## Text extract
———

Other useful articles:
- http://blog.lendingrobot.com/research/predicting-returns-for-ongoing-loans/
- http://kldavenport.com/gradient-boosting-analysis-of-lendingclubs-data/

## Analysis

### Predicted variable
We're ultimately concerned with risk-adjusted return. However, analysis is simpler with certain assumptions. These may be revisited in a future analysis:
- Risk-adjustment can be handled separately
- Return = interest rate - probability of default * loss given default
- PD follows the same hazard curve, regardless of risk grade or other factors
- LGD is the same for different risk grades and only depends on lateness severity

Therefore, we can focus on PD only.

Explore:
- shape of default curve at different risk grades
- chance of late payments developing into default at different grades
- recovery amounts at different grades
- do late fees help out?

## Conclusion

### Caveats
This study has focused on a methodology for answering sociological questions and predicting defaults. Other issues to resolve for successful investing in P2P include:
- API access: smart investors, such as hedge funds are rumored to quickly cream off the best loans. Any superior statistical view must also compete on execution speed.
- Returns should be risk-adjusted for proper comparison to alternative investments, such as the S&P 500. An examination of similar grades of unsecuritized personal loans (credit cards) across the entire credit cycle would help capture both beta and true risk of default.

———

## Stated problem 1
From the saved data entries below, give as a JSON list of strings the stretch from the line containing "of the short" through the end of the entries, one string per line, with blank lines left out.

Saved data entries
———

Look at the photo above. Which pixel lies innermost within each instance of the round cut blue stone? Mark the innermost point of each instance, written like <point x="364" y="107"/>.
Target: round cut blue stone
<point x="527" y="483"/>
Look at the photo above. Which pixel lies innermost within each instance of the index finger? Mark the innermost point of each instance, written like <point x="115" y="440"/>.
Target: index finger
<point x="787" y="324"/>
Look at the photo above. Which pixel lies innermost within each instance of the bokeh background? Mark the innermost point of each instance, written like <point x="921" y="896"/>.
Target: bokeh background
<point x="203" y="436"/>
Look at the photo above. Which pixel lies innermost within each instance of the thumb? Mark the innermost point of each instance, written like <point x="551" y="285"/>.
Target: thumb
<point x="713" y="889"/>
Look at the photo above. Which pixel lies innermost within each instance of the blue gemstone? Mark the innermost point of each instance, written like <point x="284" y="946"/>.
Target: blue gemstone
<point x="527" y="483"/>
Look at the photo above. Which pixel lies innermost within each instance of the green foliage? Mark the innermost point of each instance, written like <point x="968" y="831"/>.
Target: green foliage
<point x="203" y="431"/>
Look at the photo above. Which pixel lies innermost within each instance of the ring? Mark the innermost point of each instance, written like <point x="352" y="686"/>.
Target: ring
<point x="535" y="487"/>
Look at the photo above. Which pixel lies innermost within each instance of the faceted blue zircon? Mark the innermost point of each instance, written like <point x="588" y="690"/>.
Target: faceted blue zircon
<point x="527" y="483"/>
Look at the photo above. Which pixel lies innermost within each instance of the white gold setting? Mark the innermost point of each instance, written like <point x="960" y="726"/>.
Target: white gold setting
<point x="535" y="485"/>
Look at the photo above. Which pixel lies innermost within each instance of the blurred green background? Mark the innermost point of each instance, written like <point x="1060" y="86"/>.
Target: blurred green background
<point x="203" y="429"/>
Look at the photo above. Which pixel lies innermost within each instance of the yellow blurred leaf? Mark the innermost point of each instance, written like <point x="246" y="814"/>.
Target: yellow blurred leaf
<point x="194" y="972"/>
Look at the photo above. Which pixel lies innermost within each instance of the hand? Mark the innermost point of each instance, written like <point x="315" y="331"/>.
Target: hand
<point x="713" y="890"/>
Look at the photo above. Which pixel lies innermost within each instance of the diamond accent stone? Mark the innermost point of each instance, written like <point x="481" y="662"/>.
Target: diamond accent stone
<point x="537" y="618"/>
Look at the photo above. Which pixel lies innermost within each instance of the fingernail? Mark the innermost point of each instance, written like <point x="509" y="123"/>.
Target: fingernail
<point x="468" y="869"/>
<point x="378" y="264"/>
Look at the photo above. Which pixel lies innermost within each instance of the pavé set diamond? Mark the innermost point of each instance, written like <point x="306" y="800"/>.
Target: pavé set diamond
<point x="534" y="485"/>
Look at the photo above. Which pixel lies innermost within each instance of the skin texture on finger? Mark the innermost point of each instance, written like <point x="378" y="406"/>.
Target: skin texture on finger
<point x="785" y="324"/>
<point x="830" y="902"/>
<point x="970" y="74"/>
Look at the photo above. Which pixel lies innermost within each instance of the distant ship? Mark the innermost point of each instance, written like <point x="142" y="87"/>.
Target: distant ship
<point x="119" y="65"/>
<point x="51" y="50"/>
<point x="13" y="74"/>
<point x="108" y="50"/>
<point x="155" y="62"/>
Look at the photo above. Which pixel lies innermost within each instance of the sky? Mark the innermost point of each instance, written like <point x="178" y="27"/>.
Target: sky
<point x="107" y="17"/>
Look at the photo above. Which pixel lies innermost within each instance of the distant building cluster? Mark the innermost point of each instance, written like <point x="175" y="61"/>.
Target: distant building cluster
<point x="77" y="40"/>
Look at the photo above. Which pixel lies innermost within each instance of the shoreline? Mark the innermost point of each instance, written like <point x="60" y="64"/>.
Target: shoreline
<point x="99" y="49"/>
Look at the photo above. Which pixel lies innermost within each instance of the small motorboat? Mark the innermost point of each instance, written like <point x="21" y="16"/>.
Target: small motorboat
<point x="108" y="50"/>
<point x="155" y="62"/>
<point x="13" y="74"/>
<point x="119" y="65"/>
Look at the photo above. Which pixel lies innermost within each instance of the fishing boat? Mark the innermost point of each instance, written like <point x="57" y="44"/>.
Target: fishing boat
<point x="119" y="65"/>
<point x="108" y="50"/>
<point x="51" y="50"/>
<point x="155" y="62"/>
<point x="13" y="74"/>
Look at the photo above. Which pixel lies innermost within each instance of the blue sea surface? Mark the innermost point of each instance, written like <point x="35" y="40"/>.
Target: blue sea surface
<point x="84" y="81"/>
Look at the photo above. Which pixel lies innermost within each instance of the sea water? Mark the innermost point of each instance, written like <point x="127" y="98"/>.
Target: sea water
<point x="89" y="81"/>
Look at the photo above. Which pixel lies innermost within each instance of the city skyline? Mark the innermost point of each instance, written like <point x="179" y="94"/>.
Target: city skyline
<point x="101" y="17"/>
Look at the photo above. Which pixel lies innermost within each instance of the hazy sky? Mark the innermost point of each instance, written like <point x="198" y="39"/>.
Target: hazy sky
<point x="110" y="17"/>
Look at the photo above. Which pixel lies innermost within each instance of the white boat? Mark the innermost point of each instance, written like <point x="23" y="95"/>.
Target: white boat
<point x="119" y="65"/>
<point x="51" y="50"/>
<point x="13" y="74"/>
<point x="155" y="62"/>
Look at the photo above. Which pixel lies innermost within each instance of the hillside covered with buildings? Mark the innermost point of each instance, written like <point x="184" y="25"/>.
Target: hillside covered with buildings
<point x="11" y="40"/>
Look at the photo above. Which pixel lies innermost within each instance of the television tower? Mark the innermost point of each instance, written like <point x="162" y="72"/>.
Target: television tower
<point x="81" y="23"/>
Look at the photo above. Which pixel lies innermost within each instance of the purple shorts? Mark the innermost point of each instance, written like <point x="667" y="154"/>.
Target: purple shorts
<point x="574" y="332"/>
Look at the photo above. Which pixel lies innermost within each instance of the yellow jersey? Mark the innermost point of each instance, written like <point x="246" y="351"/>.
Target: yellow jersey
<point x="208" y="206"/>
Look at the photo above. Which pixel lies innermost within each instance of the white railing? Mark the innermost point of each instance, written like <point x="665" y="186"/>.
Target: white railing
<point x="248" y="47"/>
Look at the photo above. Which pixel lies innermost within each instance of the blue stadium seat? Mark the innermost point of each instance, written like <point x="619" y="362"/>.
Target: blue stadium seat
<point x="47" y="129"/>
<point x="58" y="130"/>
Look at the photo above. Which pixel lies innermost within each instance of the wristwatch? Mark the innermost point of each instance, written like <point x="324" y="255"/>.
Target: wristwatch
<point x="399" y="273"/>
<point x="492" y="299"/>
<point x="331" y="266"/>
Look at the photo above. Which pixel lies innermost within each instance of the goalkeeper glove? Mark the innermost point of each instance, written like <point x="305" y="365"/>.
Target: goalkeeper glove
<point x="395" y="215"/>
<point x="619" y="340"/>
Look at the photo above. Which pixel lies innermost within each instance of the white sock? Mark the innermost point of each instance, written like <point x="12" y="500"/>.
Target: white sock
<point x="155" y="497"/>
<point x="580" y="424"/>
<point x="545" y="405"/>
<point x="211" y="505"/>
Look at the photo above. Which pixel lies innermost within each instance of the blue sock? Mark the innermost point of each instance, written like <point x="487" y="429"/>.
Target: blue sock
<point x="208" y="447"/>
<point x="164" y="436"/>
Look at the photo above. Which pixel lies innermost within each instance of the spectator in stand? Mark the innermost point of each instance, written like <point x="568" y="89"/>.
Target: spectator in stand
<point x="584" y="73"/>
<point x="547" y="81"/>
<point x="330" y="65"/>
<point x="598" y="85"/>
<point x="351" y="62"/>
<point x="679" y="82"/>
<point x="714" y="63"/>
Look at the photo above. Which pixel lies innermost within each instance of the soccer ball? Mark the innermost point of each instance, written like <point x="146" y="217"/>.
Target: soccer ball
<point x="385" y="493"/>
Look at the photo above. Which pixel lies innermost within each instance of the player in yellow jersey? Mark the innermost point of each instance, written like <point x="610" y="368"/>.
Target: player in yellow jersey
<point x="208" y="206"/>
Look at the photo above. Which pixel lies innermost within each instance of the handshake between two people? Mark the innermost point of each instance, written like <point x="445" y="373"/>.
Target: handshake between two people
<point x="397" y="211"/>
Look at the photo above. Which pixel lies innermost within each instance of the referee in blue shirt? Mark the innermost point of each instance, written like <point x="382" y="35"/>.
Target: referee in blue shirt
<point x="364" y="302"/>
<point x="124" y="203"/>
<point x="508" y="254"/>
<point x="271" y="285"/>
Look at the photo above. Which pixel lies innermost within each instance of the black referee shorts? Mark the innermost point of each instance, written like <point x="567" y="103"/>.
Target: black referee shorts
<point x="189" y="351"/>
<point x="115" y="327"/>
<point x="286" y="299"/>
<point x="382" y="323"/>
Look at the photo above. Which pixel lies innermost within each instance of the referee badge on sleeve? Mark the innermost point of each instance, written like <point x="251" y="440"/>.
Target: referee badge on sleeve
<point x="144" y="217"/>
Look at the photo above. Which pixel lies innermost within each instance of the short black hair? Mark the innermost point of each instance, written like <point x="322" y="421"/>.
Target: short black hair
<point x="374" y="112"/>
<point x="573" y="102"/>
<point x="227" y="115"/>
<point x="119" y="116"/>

———

## Stated problem 2
In the loan default analysis text, what formula is assumed for return?

## Response 1
[
  "Look at the photo above. Which pixel lies innermost within each instance of the short black hair? Mark the innermost point of each instance, written like <point x=\"322\" y=\"421\"/>.",
  "Target: short black hair",
  "<point x=\"374\" y=\"112\"/>",
  "<point x=\"573\" y=\"102\"/>",
  "<point x=\"227\" y=\"115\"/>",
  "<point x=\"119\" y=\"116\"/>"
]

## Response 2
Return equals the interest rate minus the probability of default times the loss given default.